(Recorded data)
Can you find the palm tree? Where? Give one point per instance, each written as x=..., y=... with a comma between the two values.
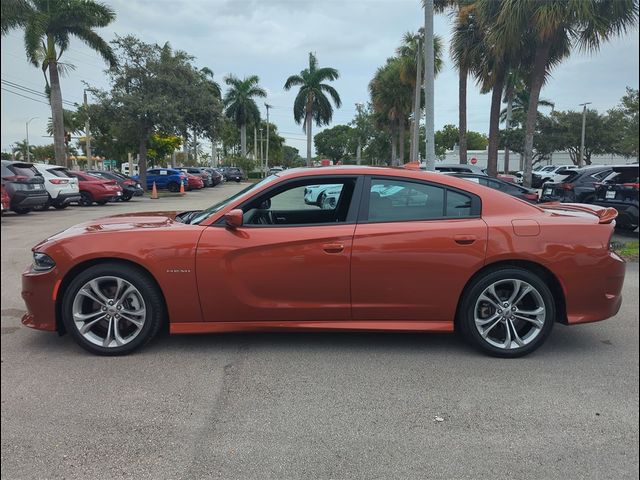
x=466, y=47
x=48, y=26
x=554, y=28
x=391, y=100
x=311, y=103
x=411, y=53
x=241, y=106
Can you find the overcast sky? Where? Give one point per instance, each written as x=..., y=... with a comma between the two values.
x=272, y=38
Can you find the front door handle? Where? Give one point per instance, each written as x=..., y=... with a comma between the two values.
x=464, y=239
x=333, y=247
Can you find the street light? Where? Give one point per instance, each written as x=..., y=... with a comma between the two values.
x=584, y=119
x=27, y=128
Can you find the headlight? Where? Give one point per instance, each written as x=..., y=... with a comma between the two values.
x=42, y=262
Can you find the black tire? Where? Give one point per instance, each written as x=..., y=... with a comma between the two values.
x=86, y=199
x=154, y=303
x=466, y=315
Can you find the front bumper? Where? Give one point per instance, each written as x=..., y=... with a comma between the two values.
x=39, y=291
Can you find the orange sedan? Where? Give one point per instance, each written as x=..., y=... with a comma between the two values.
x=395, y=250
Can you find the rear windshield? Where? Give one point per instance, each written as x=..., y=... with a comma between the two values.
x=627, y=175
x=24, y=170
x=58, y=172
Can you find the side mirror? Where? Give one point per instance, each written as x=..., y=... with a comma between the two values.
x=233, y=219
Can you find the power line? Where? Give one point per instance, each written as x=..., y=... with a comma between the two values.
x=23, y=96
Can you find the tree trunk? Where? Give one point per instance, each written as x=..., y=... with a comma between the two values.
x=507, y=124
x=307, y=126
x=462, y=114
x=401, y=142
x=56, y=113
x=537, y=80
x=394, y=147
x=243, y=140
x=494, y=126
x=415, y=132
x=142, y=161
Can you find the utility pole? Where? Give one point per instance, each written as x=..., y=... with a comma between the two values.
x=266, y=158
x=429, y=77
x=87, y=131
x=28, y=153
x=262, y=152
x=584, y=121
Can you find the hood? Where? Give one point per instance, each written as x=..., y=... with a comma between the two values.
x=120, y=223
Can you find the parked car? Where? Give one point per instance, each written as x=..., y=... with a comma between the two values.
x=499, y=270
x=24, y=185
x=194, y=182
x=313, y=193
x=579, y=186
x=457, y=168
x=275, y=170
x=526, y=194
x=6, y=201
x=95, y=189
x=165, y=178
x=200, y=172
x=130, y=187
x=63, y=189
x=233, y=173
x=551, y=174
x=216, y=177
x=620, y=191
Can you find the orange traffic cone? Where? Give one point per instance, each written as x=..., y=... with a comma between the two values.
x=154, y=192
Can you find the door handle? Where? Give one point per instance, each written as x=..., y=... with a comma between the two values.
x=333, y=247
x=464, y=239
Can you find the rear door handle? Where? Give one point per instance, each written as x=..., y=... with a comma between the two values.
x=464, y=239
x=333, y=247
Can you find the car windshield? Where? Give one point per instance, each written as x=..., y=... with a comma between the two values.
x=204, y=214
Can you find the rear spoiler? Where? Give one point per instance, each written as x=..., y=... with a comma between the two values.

> **WHAT THIS TASK INVOLVES**
Output each record above exactly; omit the images.

> **FINAL ANSWER**
Can you find the palm tree? Where? Give one point per instance, each written as x=..., y=... with a comma between the two values.
x=466, y=47
x=48, y=26
x=554, y=28
x=391, y=100
x=311, y=103
x=411, y=53
x=241, y=106
Can you find the overcast sky? Where? Give one point per instance, each written as x=..., y=... with a comma between the two values.
x=272, y=38
Can you find the front door handle? Where? Give one point per instance, each written as x=..., y=... with a comma between the two values.
x=464, y=239
x=333, y=247
Can you find the street light? Where? Give one point per instance, each written as x=..., y=... with a comma between the two values.
x=584, y=119
x=27, y=128
Can you find the headlight? Where? Give one point per instance, each written as x=..., y=... with a comma between the two values.
x=42, y=262
Can you find the black tire? Where? Give one point per instance, each written as x=..., y=... with a comma between the two values.
x=86, y=199
x=154, y=303
x=466, y=315
Can you find the front bumper? Where? Give one point per instance, each written as x=..., y=... with a comma between the two values.
x=39, y=291
Can you find the orange sedan? Where? Give one point per instance, each written as x=..., y=... with a comma between the two values.
x=395, y=250
Can you find the rear windshield? Where? Give one point per instance, each written as x=..., y=... with a comma between the two values.
x=627, y=175
x=24, y=170
x=58, y=172
Can you find the side mirror? Where? Give one point per instance, each written as x=..., y=... with a comma between the two values.
x=233, y=219
Can you find the power line? Where? Give one point per instance, each written as x=..., y=... with a comma between the two values.
x=23, y=96
Can you find the tree trunk? Where? Give one point per instance, each written as x=..., y=... with a comma between the two values.
x=507, y=124
x=307, y=126
x=462, y=114
x=401, y=142
x=56, y=113
x=537, y=80
x=394, y=147
x=243, y=140
x=494, y=126
x=415, y=132
x=142, y=161
Can you find the utility pole? Where? Give one point per instance, each written as x=..., y=... with a comma between the two values.
x=266, y=158
x=429, y=77
x=87, y=131
x=28, y=153
x=262, y=152
x=584, y=121
Can you find the hood? Where? Give one point per instance, each written as x=..., y=... with a comma between the two values.
x=120, y=223
Can you find the parked car? Where? Give one point per instance, each written as x=..., y=... with a comma between the two values.
x=499, y=270
x=24, y=185
x=194, y=182
x=313, y=193
x=579, y=186
x=457, y=168
x=275, y=170
x=526, y=194
x=6, y=201
x=95, y=189
x=165, y=178
x=200, y=172
x=130, y=187
x=63, y=189
x=233, y=173
x=551, y=174
x=216, y=177
x=620, y=191
Can you find the orange traffic cone? Where? Give one point per instance, each written as x=..., y=... with a comma between the two values.
x=154, y=192
Can you find the door handle? Where? Give one point per instance, each written as x=..., y=... with a comma between the two values.
x=333, y=247
x=464, y=239
Can you find the rear door handle? Where? Give one point per instance, each written as x=..., y=... with a comma between the two values.
x=464, y=239
x=333, y=247
Can you find the car windshield? Where? Give one point per instance, each written as x=..., y=... with a comma between the two values.
x=204, y=214
Can you find the rear spoiler? Where? Give one point per instance, each written as x=..., y=... with a comma between the two values.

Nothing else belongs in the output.